Please transcribe every record below exactly as written.

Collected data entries

▼

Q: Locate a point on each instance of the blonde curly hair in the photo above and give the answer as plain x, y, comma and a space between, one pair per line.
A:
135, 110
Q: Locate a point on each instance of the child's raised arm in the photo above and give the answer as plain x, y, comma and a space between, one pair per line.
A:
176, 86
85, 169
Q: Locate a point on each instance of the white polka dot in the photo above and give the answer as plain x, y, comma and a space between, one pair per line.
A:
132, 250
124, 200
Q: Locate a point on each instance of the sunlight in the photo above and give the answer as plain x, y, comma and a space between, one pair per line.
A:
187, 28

▲

Exercise answer:
Q: Locate a point on each instance of the blonde curly hair in the photo above and give the answer as plain x, y, comma and a space between, one pair per line.
A:
135, 110
Q: Locate a point on each instance of the child's raised arm in the photo above and give the answer as plain x, y, comma and a space between, one pair per line.
A:
176, 86
85, 169
Q: Locate a point on each instance of the white polka dot in the photo above and give the answer as plain x, y, comma and a space between, one pair per line.
A:
132, 250
124, 200
Q: Locate a point on each instance of the sunlight in the photo above and give the answer as plain x, y, comma and a space between, one pair per line.
A:
187, 28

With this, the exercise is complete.